*Dataset excerpt*.
(begin)

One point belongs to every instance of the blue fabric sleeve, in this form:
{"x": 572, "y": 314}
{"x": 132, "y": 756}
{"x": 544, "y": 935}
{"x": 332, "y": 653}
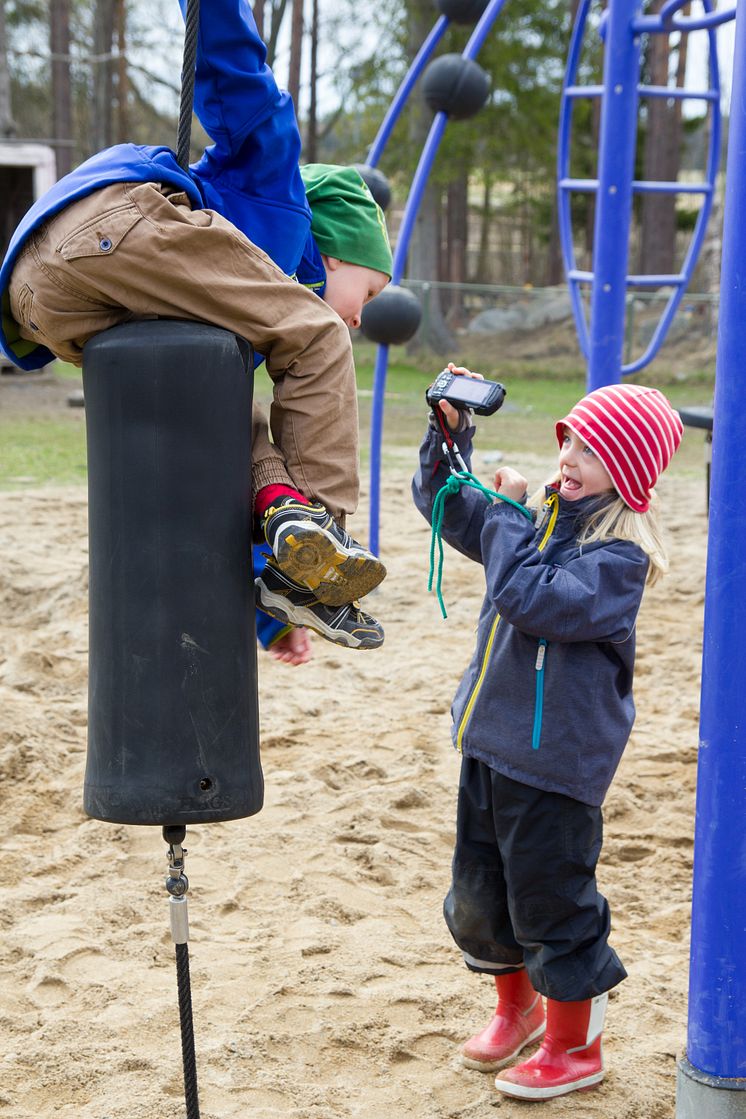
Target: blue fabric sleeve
{"x": 251, "y": 174}
{"x": 593, "y": 596}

(end)

*Aim*.
Except for the pictures, print the data above exactly.

*Output of the task*.
One point belongs to every instance of the blue fabric sleeve, in this form:
{"x": 572, "y": 314}
{"x": 132, "y": 756}
{"x": 544, "y": 935}
{"x": 332, "y": 653}
Target: blue fabric sleeve
{"x": 251, "y": 174}
{"x": 593, "y": 596}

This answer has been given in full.